_Text extract_
** start **
On Mon, Apr 4, 2011 at 1:38 PM, Bryan Wu bryan.wu@canonical.com wrote:
On Fri, Apr 1, 2011 at 11:43 PM, Eric Miao eric.miao@linaro.org wrote:
Just FYI - lengthy but very interesting read, Linus was really good at wording, enjoy heh :-)
https://lkml.org/lkml/2011/3/17/283
So maybe it's just a right time to talk about using linaro ARM kernel tree as a fork for quick merge of the ever expanding SoC and board support, and using it more as a productive kernel for downstream. And in the mean time, improve the mainline kernel into such a good shape that with less crappy code we could support more platforms?
Just a bit thought on that possibility.
Yeah, I've discussed with Eric 2 days ago after I was shocked by this email flame about our ARM community. Generally, I do think it's a good time for our Linaro guys to consider necessary actions, since Linaro is a neutral place for all ARM Linux related parties and we are trying to make upstream kernel better and benefit for every ARM Linux players.
Yes, it's good time for Linaro to take the responsibility to contribute and demonstrate more for the ARM community.
** end **
_Data_
** start **
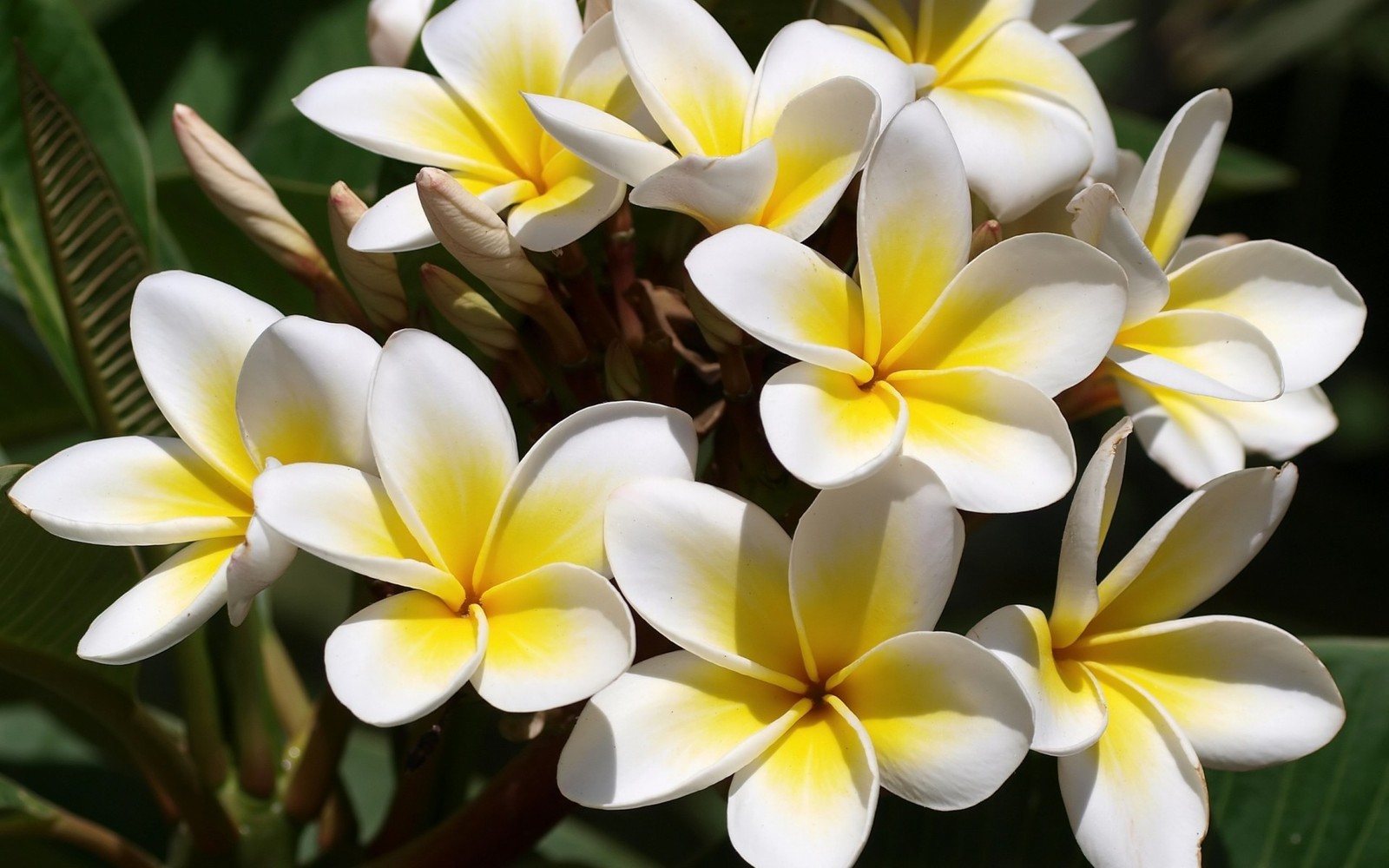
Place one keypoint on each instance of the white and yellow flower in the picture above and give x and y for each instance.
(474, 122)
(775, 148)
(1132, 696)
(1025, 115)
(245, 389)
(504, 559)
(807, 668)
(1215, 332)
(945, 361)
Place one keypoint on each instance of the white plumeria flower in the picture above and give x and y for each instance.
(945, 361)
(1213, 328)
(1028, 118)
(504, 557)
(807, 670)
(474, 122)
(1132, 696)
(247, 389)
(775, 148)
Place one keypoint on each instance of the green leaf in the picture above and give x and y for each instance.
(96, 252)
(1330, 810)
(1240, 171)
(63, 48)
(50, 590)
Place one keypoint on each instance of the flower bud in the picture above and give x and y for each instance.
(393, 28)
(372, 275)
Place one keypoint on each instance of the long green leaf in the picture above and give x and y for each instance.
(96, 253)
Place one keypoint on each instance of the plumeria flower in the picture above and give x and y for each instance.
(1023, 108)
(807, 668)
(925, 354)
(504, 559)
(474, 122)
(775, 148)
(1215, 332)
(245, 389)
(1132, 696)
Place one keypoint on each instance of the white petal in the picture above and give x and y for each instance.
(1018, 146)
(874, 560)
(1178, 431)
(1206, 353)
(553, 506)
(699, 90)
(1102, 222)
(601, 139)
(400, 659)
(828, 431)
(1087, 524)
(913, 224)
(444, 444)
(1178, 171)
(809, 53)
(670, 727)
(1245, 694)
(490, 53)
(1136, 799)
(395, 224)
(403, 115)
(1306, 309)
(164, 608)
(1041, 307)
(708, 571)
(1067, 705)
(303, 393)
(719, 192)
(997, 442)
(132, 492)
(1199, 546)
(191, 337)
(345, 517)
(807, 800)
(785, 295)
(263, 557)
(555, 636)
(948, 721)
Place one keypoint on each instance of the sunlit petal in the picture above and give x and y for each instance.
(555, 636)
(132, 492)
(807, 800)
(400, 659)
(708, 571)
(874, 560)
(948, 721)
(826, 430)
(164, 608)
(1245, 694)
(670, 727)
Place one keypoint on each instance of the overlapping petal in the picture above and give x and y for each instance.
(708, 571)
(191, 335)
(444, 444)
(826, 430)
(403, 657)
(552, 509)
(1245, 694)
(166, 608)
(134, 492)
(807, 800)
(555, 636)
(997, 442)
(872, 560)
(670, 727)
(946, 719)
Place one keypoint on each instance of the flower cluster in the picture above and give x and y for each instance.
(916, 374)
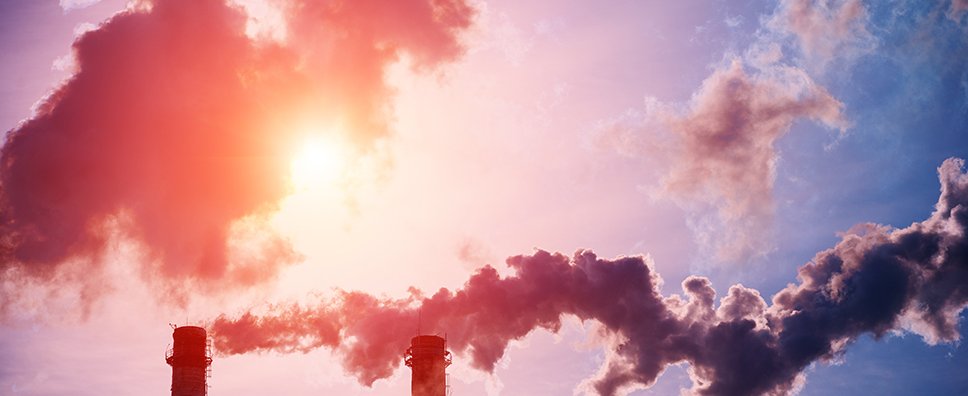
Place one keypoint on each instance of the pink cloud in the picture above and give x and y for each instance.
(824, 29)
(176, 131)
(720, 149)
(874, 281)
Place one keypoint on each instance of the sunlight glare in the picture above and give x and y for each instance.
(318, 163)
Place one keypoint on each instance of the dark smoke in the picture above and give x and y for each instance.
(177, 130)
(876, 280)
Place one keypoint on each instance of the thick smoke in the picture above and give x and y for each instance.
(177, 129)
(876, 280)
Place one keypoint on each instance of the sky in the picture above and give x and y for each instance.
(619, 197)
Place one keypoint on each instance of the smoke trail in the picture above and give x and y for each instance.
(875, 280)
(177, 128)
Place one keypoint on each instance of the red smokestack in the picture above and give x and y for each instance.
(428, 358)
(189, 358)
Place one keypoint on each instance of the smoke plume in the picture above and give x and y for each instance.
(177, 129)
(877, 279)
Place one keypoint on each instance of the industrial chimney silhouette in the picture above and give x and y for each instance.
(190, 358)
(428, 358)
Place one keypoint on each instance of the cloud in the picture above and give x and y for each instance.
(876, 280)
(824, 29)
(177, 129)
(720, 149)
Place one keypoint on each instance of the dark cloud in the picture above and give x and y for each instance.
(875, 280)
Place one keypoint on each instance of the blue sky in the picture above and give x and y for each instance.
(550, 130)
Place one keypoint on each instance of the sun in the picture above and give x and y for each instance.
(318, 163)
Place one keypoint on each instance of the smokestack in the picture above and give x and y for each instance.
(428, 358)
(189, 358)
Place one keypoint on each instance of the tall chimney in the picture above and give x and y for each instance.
** end **
_Requests_
#1 Do the following statements agree with the mailing-list excerpt? For each, answer yes or no and quote the deciding words of the excerpt exactly.
(a) The linked post is described as a short read.
(b) The excerpt says a discussion with Eric took place two days earlier.
(c) Linaro is described as a neutral place for all ARM Linux related parties.
#2 Write out everything in the mailing-list excerpt from "Just a bit thought" down to "the ARM community.".

_Final results_
#1
(a) No: "lengthy but very interesting read"
(b) Yes: "I've discussed with Eric 2 days ago"
(c) Yes: "Linaro is a neutral place for all ARM Linux related parties"

#2
Just a bit thought on that possibility.
Yeah, I've discussed with Eric 2 days ago after I was shocked by this email flame about our ARM community. Generally, I do think it's a good time for our Linaro guys to consider necessary actions, since Linaro is a neutral place for all ARM Linux related parties and we are trying to make upstream kernel better and benefit for every ARM Linux players.
Yes, it's good time for Linaro to take the responsibility to contribute and demonstrate more for the ARM community.